» TRECHO DO TEXTO:
╭──

Além do mais, o sexto parágrado (“Como se sabe – se desculpa e se perdoa –, os números, os nomes, os rostos costumam ser os primeiros a se atirar do navio ou a saltar da plataforma durante o naufrágio dessa memória sempre a ponto de ser aniquilada sobre os trilhos do passado.”) é de uma pobreza atroz. Se o resto do livro é ainda pior…. putz melhor correr.
Renato, está certo que o mundo é vário, mas tem limite. Ver Melville nesse início do Fresán só pode ser brincadeira.
Também não “vi” Melville. Aliás, o Sérgio postou um texto, tempo atrás, sobre a tradução da primeira frase do Moby Dick. Muito bom. 🙂
Estou há tempos LOUCO pra ler esse livro! Mas agora é que não dá: acabo de gastar meus últimos centavos comprando o Putas assassinas do Roberto Bolãno, o Kafka à beira-mar do Haruki Murakami e o A República 3000 do Menotti del Picchia…
Alguém aí quer fazer um programinha? É baratinho… Aceito pagamento em livros. Rsrsrsrs.
Tibor,
Deixa de ser mentiroso. Tem vergonha não, Pinóquio? Seu interesse não é no Peter Pan. É na Wendy ou na Sininho. Pensa que não sei? rsrsrsrs.
Apesar do parágrafo que começa com: “Como se sabe…”. O resto do começo é interessante. Não me parece essa desgraça toda que a maioria aqui está achando. Embora eu não me interesse nem por suicídio nem por Peter Pan, se calhar eu acabo lendo o resto do livro para ter uma opinião mais fundamentada.
Jogando a merda no ventilador:
O problema é que todo mundo aqui é especialista em literatura e todo mundo faria uma obra muito, muitíssimo melhor que a desse merdinha argentino que se meteu a dizer que é escritor só porque escreveu um livro.
É ou não é, pessoal?
Sérgio,
Tu foi autopreventivo ao dizer que tá cansado do papo da surra dos argentinos nos brazucas, né?
Tá certo, eu sei que chateia e incomoda.
A verdade às vezes dói.
Cezar:
Que indelicadeza. O Sérgio Rodrigues não é, absolutamente, um mau escritor. O homem que matou o escritor é, na verdade, muito bom. Sobre o Flowerville, nada posso dizer. Continuo esperando que o Extra, a Sendas ou as Lojas Americanas o recebam a R$9,90. Deus há de, um dia. É só a gente ter paciência.

╰──

» DADOS BRUTOS:
╭──

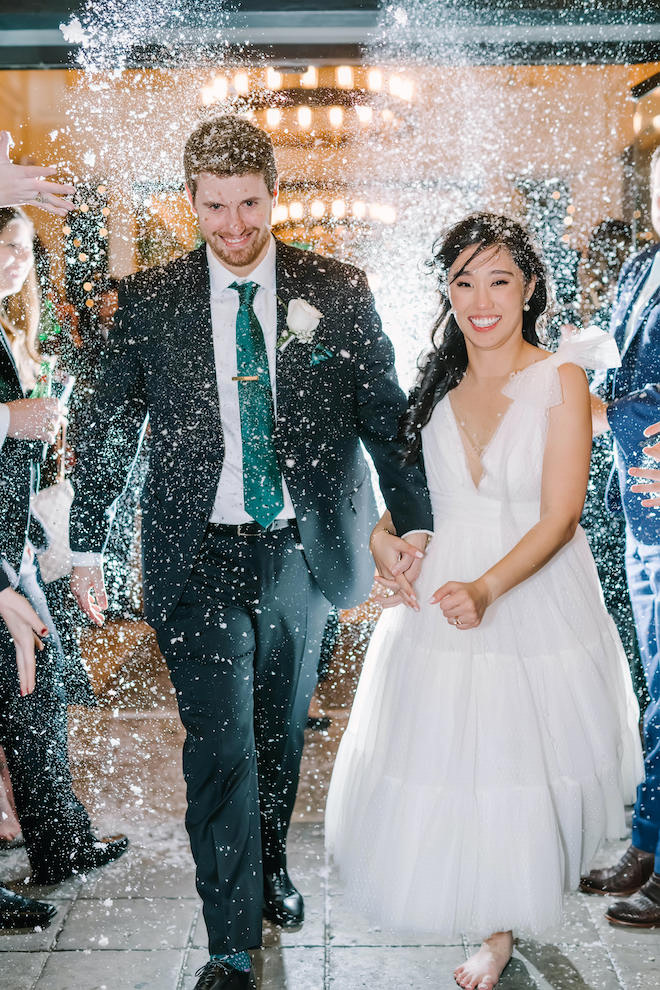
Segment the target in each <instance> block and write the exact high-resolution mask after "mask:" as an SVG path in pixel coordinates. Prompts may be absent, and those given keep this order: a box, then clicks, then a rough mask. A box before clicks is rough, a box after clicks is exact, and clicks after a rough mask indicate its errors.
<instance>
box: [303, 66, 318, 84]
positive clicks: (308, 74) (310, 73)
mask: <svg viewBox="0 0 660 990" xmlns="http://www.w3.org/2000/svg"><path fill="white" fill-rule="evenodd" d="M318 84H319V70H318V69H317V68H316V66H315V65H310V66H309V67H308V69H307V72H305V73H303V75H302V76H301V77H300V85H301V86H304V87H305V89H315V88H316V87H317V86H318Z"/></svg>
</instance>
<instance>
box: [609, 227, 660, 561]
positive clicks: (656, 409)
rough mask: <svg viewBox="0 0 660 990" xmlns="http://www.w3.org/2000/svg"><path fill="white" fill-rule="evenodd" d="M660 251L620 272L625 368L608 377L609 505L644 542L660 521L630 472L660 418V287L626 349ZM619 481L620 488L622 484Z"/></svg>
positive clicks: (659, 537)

╰──

» INSTRUÇÕES:
[1] Transcreva, por favor, a passagem do texto de "Jogando a merda" a "às vezes dói.".
[2] Resuma o texto em duas frases.

» RESPOSTAS POR TAREFA:
[1]
Jogando a merda no ventilador:
O problema é que todo mundo aqui é especialista em literatura e todo mundo faria uma obra muito, muitíssimo melhor que a desse merdinha argentino que se meteu a dizer que é escritor só porque escreveu um livro.
É ou não é, pessoal?
Sérgio,
Tu foi autopreventivo ao dizer que tá cansado do papo da surra dos argentinos nos brazucas, né?
Tá certo, eu sei que chateia e incomoda.
A verdade às vezes dói.

[2] Comentaristas criticam o início de um livro de Fresán, chamando o sexto parágrafo de pobre e rejeitando a ideia de ver Melville nele, embora um deles ache interessante o resto do começo e pense em ler o livro. Outros comentários trazem provocações entre os participantes, inclusive sobre a surra dos argentinos nos brasileiros e sobre a obra de Sérgio Rodrigues, cujo O homem que matou o escritor é defendido como muito bom.